Each line holding the word "wicker" must appear in the answer, copied from the entries.
= = =
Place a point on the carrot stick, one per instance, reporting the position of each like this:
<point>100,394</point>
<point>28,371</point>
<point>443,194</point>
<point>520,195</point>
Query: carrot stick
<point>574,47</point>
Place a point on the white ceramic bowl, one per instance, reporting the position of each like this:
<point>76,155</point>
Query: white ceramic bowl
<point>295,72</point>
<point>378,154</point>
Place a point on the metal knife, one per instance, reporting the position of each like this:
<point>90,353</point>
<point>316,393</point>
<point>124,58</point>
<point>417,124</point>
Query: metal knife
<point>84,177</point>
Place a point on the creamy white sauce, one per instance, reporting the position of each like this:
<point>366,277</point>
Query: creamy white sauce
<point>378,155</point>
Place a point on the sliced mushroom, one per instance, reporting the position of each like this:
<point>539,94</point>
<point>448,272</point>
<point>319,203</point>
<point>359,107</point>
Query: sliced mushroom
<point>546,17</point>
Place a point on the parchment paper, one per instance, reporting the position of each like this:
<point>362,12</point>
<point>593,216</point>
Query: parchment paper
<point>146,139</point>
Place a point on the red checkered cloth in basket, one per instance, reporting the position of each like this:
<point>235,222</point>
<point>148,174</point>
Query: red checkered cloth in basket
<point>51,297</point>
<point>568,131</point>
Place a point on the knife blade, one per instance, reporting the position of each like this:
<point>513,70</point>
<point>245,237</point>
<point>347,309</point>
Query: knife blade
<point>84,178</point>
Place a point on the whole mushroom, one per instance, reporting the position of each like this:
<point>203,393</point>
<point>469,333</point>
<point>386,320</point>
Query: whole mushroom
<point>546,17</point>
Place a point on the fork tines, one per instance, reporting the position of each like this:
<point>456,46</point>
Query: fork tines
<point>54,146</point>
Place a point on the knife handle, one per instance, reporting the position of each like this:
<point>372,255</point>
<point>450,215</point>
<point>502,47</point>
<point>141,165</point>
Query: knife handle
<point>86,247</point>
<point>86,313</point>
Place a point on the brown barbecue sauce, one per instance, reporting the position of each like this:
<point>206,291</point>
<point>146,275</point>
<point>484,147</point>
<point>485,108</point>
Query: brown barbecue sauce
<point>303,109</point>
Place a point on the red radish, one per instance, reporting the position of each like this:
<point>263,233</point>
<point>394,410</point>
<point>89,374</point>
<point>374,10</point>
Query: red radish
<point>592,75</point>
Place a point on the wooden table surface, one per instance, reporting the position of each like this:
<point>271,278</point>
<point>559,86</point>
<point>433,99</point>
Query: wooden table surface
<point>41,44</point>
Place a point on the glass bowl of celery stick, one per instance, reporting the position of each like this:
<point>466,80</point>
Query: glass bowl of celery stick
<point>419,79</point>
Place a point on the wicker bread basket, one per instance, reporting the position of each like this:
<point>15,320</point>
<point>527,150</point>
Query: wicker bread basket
= = =
* **Response to the task**
Place a point on the wicker bread basket, one per instance, reporting the position of each like this:
Query: wicker bread basket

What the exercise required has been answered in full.